WHAT IS BEING ASKED:
For the entries below, count the lines containing "measured" and give only that number.

Data entries:
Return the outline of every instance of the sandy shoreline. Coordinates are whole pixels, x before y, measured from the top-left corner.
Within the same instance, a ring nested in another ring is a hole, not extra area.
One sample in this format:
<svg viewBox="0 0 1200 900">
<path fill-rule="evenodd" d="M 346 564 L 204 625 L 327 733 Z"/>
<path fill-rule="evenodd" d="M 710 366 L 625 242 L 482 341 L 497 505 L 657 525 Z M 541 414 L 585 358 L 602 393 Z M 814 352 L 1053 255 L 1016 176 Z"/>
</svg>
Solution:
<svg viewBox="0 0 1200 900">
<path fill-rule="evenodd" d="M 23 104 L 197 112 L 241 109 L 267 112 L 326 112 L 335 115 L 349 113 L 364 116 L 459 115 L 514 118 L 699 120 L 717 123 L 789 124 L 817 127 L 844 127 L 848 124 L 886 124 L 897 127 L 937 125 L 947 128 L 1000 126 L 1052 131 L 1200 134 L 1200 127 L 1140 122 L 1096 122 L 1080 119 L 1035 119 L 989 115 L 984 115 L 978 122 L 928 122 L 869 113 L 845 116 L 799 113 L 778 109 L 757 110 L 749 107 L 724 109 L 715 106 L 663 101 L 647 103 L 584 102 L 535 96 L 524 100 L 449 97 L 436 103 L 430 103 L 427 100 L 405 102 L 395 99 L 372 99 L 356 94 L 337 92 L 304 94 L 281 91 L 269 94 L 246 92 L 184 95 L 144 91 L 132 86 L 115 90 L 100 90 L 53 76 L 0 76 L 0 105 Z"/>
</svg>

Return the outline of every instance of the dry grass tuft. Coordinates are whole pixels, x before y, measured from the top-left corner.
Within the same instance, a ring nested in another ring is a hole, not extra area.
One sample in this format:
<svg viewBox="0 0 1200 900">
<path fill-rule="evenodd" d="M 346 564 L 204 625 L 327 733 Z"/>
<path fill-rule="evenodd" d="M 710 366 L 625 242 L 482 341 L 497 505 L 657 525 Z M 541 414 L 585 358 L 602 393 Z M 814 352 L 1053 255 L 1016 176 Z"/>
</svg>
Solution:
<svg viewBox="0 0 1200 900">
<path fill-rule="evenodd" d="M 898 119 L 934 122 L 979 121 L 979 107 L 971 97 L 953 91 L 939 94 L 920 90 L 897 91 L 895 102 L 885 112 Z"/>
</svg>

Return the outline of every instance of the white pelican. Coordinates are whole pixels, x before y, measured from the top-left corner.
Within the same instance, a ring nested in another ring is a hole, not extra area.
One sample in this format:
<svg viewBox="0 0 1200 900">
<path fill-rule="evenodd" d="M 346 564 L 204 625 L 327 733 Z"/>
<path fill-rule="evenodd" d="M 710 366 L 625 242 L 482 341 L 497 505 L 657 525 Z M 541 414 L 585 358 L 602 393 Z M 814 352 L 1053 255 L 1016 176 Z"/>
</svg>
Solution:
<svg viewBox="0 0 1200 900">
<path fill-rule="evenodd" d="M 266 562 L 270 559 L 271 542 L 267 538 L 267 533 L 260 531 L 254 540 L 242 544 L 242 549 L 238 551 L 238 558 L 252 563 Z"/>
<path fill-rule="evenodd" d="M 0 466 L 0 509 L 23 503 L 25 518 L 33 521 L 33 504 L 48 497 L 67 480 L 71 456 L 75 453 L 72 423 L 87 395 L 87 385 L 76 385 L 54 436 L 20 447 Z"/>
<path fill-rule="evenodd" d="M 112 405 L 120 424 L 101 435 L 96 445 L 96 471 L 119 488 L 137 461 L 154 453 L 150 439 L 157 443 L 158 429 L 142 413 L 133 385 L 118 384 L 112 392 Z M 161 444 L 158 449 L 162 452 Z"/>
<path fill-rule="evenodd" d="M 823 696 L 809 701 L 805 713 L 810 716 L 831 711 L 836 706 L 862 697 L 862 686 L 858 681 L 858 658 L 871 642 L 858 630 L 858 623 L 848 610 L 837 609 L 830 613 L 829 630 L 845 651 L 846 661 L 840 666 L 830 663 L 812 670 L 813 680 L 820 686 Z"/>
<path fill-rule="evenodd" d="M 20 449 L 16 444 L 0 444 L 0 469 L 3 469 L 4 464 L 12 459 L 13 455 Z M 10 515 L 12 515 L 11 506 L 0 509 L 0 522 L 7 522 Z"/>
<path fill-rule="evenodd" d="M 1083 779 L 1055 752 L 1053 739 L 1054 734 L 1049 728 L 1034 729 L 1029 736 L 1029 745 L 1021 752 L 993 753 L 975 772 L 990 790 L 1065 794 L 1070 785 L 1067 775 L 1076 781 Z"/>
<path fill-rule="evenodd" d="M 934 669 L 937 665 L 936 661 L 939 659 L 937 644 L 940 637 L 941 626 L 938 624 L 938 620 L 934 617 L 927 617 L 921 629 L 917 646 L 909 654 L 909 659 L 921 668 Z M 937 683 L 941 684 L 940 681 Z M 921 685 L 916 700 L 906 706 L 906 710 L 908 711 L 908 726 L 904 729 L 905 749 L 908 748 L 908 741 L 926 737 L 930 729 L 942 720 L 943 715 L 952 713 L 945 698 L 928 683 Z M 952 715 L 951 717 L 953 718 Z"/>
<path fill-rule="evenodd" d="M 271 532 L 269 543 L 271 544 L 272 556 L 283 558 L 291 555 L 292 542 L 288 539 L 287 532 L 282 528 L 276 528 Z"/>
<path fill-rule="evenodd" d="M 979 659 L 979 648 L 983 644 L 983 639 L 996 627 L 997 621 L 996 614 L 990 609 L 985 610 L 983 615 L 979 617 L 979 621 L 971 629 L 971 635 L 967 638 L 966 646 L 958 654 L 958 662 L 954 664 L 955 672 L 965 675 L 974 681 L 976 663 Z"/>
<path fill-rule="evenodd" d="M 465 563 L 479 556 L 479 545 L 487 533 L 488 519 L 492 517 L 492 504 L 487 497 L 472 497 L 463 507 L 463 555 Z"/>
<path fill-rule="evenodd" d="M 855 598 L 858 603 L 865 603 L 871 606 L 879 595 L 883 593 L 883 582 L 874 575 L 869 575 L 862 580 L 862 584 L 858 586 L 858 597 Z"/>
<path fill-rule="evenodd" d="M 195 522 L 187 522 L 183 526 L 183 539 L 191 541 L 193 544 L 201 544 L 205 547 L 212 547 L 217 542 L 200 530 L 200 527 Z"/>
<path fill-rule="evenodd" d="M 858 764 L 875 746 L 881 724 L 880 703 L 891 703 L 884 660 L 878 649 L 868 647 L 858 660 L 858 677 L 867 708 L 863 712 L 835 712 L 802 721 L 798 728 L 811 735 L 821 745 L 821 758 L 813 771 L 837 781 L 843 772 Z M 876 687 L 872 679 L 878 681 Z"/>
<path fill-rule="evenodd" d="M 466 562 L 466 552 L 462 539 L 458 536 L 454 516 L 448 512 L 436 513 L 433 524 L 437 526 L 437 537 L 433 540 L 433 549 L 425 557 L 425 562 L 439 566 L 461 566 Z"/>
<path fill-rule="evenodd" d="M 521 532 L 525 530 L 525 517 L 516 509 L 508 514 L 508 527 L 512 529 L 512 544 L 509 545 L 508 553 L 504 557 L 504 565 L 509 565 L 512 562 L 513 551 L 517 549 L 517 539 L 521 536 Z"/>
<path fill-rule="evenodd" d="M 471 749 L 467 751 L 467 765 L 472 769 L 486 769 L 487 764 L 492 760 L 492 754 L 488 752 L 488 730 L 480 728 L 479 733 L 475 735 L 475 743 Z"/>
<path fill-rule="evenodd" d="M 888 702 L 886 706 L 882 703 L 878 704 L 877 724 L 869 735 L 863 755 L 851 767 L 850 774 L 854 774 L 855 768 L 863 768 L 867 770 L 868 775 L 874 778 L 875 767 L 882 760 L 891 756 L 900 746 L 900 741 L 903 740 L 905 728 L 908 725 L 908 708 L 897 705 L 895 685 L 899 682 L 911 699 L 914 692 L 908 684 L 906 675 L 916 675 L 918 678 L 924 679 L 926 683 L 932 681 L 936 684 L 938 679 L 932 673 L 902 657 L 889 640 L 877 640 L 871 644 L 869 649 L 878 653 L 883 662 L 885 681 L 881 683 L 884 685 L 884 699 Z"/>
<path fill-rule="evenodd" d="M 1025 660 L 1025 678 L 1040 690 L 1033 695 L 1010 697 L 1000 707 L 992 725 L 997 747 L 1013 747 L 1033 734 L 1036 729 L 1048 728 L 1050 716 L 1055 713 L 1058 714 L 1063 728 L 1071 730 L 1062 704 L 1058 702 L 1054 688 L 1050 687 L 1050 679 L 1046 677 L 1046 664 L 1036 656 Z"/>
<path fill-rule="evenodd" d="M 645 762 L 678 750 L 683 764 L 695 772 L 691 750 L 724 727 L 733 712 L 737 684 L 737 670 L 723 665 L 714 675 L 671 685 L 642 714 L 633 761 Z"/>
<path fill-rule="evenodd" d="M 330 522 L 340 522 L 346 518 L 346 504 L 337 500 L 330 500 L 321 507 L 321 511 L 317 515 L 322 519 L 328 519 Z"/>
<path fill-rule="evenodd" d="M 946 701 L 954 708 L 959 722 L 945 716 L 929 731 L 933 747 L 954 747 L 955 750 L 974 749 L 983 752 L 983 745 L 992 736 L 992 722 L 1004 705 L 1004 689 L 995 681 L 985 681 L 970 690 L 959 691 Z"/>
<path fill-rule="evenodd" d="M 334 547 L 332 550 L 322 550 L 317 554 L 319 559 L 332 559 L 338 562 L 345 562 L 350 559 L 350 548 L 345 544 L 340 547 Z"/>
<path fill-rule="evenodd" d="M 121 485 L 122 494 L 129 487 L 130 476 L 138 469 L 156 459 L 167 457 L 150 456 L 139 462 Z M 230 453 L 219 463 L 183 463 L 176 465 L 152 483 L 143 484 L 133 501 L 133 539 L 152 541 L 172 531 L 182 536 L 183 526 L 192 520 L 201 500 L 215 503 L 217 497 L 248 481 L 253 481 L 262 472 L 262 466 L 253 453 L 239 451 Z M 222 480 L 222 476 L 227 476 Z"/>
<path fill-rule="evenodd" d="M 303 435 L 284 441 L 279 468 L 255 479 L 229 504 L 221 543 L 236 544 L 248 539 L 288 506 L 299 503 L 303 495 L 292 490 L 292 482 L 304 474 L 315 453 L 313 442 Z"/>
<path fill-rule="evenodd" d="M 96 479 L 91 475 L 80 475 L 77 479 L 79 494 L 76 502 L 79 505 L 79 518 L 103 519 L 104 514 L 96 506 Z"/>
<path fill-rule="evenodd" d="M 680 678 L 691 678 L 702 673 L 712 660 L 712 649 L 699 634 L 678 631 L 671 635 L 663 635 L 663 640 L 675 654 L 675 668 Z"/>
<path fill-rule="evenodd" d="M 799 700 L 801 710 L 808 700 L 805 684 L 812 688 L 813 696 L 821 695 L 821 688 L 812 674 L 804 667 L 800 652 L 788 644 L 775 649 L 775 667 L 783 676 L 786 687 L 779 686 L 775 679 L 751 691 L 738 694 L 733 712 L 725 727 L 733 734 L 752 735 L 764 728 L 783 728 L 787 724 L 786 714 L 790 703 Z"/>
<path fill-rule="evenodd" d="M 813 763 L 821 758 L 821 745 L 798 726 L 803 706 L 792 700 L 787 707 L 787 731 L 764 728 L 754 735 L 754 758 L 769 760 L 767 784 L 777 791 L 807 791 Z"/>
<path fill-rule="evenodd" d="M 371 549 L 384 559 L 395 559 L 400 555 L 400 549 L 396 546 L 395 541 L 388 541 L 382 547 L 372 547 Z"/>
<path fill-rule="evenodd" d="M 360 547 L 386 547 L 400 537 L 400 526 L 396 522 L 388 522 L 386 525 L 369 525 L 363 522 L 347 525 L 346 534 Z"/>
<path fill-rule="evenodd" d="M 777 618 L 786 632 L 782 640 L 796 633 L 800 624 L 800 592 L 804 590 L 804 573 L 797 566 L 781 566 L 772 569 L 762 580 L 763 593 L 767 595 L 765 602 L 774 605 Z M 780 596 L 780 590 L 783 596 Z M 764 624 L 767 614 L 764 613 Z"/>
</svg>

TASK SOLUTION:
3